*** Material provided ***

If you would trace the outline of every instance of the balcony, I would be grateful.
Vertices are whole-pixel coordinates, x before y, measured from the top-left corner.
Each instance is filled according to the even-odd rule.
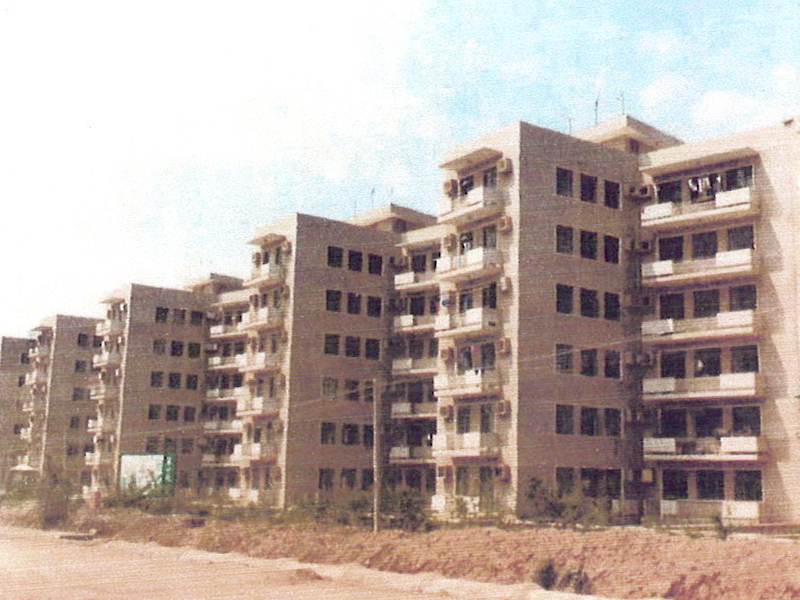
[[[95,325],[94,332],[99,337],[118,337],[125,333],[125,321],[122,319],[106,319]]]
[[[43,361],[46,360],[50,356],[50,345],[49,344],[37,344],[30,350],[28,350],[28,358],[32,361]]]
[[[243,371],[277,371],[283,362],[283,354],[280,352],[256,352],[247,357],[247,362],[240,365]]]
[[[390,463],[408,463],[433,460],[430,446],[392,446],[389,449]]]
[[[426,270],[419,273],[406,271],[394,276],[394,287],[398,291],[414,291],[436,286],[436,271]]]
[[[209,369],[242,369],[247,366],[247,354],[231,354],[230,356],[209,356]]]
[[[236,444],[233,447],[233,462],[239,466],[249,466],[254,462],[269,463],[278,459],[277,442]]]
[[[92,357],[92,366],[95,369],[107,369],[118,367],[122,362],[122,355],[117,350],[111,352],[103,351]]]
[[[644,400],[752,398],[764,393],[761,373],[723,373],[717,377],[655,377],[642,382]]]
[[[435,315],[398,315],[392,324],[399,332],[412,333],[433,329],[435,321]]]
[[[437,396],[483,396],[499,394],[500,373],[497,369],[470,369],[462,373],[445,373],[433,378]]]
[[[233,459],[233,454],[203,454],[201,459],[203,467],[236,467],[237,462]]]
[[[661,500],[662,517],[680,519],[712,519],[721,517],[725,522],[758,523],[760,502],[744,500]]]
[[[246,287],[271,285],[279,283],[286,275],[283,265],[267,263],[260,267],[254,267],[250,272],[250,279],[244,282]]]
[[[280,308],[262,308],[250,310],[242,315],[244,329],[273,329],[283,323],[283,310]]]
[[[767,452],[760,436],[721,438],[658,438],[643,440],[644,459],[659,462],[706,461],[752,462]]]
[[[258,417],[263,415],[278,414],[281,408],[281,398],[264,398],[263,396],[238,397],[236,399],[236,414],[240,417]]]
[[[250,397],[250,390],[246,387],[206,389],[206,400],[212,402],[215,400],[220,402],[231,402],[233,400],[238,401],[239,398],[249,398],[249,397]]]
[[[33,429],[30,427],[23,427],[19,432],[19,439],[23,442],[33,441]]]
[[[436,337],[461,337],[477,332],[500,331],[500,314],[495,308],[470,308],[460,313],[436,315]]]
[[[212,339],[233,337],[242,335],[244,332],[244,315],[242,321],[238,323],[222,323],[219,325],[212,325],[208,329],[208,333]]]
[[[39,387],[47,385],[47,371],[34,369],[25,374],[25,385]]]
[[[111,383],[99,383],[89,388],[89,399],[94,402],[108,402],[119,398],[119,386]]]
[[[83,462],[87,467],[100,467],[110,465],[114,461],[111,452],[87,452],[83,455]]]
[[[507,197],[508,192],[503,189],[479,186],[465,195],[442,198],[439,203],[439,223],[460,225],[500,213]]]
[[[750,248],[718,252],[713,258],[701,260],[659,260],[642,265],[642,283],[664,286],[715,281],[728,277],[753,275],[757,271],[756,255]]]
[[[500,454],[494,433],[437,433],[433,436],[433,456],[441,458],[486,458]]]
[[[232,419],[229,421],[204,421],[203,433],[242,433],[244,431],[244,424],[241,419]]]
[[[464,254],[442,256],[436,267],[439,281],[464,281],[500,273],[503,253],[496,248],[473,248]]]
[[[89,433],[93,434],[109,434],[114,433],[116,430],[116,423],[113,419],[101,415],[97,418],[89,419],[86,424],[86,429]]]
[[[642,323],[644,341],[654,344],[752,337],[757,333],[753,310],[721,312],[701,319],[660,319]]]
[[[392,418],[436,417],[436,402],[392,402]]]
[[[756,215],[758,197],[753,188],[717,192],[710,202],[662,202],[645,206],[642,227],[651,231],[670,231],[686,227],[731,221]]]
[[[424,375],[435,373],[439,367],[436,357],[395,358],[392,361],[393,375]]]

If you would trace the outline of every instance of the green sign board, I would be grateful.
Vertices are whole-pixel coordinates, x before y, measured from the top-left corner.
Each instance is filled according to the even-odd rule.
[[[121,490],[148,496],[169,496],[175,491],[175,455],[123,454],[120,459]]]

***
*** Material provided ***

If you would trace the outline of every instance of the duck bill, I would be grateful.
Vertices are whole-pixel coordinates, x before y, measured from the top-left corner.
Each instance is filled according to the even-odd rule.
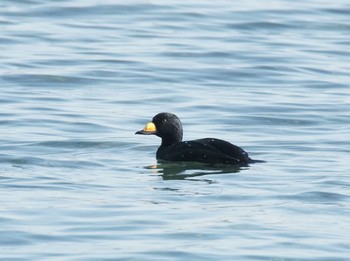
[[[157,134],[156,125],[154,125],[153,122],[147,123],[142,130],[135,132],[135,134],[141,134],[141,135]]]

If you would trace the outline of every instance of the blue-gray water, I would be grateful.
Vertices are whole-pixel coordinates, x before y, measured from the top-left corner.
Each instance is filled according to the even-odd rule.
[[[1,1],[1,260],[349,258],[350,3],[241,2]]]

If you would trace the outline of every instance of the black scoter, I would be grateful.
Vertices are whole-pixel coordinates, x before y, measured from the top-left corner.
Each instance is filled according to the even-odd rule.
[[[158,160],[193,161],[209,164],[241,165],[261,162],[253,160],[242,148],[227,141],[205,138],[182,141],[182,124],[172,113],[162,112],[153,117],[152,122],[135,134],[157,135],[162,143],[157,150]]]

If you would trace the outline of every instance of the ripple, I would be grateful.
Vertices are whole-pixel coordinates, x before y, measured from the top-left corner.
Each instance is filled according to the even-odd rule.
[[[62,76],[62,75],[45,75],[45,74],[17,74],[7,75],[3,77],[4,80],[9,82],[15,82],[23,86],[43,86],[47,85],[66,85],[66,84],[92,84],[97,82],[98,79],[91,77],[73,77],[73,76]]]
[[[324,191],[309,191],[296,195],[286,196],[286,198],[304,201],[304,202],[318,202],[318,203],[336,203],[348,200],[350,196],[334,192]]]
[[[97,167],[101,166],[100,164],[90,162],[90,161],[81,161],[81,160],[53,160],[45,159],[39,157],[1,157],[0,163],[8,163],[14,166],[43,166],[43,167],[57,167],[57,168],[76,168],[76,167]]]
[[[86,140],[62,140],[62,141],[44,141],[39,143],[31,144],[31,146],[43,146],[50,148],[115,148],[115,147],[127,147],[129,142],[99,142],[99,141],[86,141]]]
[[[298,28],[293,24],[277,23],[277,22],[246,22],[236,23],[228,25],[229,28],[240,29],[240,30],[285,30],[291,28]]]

***

*Work order*
Each line in the records above with "would" must be returned.

*Problem solution*
If you would trace the outline of every instance of the balcony, I would be grateful.
If you would trace the outline of every instance of the green sign board, I would be grateful.
If you would trace the outline of every instance of the duck bill, I would be grateful.
If you would trace the outline of every instance of the blue-gray water, I would be grateful.
If you would trace the outline of every instance of the black scoter, I would be grateful.
If you would trace the outline of every instance of the ripple, I would be grateful.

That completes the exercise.